╔══

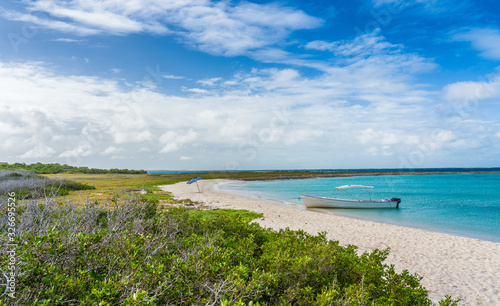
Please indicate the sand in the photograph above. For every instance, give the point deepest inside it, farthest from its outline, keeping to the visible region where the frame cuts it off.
(462, 267)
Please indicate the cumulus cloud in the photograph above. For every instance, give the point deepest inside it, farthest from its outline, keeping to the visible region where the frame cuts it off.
(484, 40)
(473, 91)
(251, 117)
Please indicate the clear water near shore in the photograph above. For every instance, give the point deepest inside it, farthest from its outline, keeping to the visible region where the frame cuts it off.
(459, 204)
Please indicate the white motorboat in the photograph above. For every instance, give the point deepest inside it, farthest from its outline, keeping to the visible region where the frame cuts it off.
(356, 202)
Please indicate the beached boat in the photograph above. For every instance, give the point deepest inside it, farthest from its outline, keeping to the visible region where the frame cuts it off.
(356, 202)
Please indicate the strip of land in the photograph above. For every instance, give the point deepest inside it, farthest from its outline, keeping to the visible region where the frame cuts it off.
(450, 265)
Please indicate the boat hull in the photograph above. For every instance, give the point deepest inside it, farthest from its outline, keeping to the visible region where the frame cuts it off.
(322, 202)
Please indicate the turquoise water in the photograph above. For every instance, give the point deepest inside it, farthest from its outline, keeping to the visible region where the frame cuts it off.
(459, 204)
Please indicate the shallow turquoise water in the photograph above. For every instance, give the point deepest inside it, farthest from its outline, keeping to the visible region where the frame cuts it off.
(460, 204)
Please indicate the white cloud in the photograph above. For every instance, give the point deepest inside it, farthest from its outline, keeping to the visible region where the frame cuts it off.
(171, 76)
(209, 82)
(112, 150)
(216, 27)
(473, 91)
(254, 119)
(195, 90)
(40, 151)
(373, 49)
(173, 140)
(68, 40)
(485, 40)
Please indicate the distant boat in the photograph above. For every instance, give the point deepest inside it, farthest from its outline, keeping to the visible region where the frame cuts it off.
(323, 202)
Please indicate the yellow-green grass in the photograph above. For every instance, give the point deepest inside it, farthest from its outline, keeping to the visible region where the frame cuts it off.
(109, 186)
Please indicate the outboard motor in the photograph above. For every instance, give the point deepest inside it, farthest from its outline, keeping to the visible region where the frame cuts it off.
(398, 200)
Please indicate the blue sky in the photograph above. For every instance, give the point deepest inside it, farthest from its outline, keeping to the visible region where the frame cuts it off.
(231, 85)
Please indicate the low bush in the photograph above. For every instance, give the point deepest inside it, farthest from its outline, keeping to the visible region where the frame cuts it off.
(133, 254)
(31, 185)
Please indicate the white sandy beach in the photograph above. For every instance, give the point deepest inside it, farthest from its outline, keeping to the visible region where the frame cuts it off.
(450, 265)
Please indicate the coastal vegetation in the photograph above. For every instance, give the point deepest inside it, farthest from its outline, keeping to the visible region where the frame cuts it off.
(130, 248)
(31, 185)
(53, 168)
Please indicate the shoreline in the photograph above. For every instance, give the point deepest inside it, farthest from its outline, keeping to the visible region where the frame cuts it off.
(462, 267)
(493, 239)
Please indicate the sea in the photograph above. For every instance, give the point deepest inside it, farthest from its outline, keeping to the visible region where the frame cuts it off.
(465, 204)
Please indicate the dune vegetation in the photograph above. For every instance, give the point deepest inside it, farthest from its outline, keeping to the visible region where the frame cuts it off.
(131, 248)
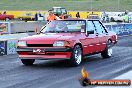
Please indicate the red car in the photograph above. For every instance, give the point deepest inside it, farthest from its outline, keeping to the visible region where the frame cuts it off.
(6, 17)
(70, 39)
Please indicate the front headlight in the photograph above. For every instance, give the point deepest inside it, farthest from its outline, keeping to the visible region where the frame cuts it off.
(21, 43)
(61, 43)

╚══

● Written problem
Can you change "photograph" to "image" everywhere in the lines above and write all of them out again, otherwise unchanged, with the pictures left out?

● Task output
Please indicate the sand in the image above. For every instance, give the point deepest inside it, farthest from its outline, keeping to the visible region where the frame cuts it off.
(462, 267)
Please indicate the cumulus cloud in the image above. For every instance, give the point deepest inside it, farthest from its outline, keeping to the visible region where the frame cuts it off.
(484, 40)
(473, 91)
(251, 117)
Please indicate the clear water near shore in the image above. For every instance, give the point deepest inside it, farthest from its outline, keeping to the visible region where the frame cuts it off.
(459, 204)
Please indicate the white motorboat in the image above. For every instance, give the point deepest inside it, farthest from its outline, keeping to the visible region where the frame cuts it off.
(356, 202)
Please indicate the beached boat in the image above. For every instance, give the point deepest inside it, farthest from its outline, keeping to the visible region where the frame cuts it off.
(356, 202)
Please indicate the strip of land in the image above. For every instance, give the point deepest inside it, farthest from its outline, keeping to the visible region where the frame cuts it off.
(450, 265)
Please indicate the boat hull in the image above. For every instance, give the point deepest inside it, farthest from its outline, keeping to the visible region where the frame cuts it off.
(322, 202)
Please indicate the turquoise water in the image above. For every instance, give the point deepest inside it, farthest from its outline, keeping to the visible region where the frame cuts it off.
(459, 204)
Please indicate the shallow turquoise water in the image above. For every instance, give the point deepest inside it, farthest from its outline, keeping to the visible region where the frame cuts it off.
(460, 204)
Please indicate the white cloud in the image above. For every instance, give the point deepest inside it, farthest from its outline, keeping to the visible region where the frame cuts it off.
(171, 76)
(209, 82)
(112, 150)
(216, 27)
(473, 91)
(254, 119)
(195, 90)
(40, 151)
(373, 49)
(173, 140)
(68, 40)
(485, 40)
Please indicate the distant boat in the image above. For every instance, give the point deepest inside it, farthest from its outline, keeping to the visible region where the frame cuts it off.
(323, 202)
Please indicate the yellow-green grass in the image above. For every instance, give the point deepest inside it, farthest from its outline, keeping to the visible region where the frame cuts it off.
(109, 186)
Please indicate the outboard motor in the image above. For every instance, give the point deepest inside it, farthest from its outline, keeping to the visible region where the frame cuts it off.
(398, 200)
Please indicate the blue sky in the image above. For every instance, give the point deepest inside it, farthest from its outline, keeping to the visible region where the frame cuts it off.
(231, 85)
Please indicate the low bush in the image above. For every instance, give the point deepest inside it, farthest from its outline, keeping to the visible region where the frame cuts it off.
(133, 254)
(31, 185)
Please indicate the white sandy beach in the image above. For every instance, give the point deepest inside it, farthest from its outline, keeping to the visible region where the frame cuts it off.
(450, 265)
Please indicate the coastal vegetation in the image above. For every instance, give the point deepest inside it, farthest from its outline, keeping to the visible region where the frame cuts it off.
(130, 248)
(31, 185)
(53, 168)
Please indicate the shoreline in the image above. For every instance, give the point deepest inside it, farthest from its outline, keeping to the visible region where the frame cuts it off.
(462, 267)
(493, 239)
Please indicate the sea in the image above. For every instance, give the point deepest inside it, farthest from its outline, keeping to the visible region where the frame cuts it off.
(465, 204)
Please indicate the dune vegetation in the image above. For every instance, give the point deepest inside it, farthest from its outline, keeping to the visible region where the frame cuts it off.
(131, 248)
Please indicate the red car in the image above. For every instance, give the point deepest inside it, farthest from its outline, keeping to the visible region where the frame cuts it off.
(6, 17)
(70, 39)
Please indicate the front headlight in the image above. For every instance, give the point deepest inside it, farthest from its outline, keeping to the visible region where the frame cuts it off.
(21, 43)
(61, 43)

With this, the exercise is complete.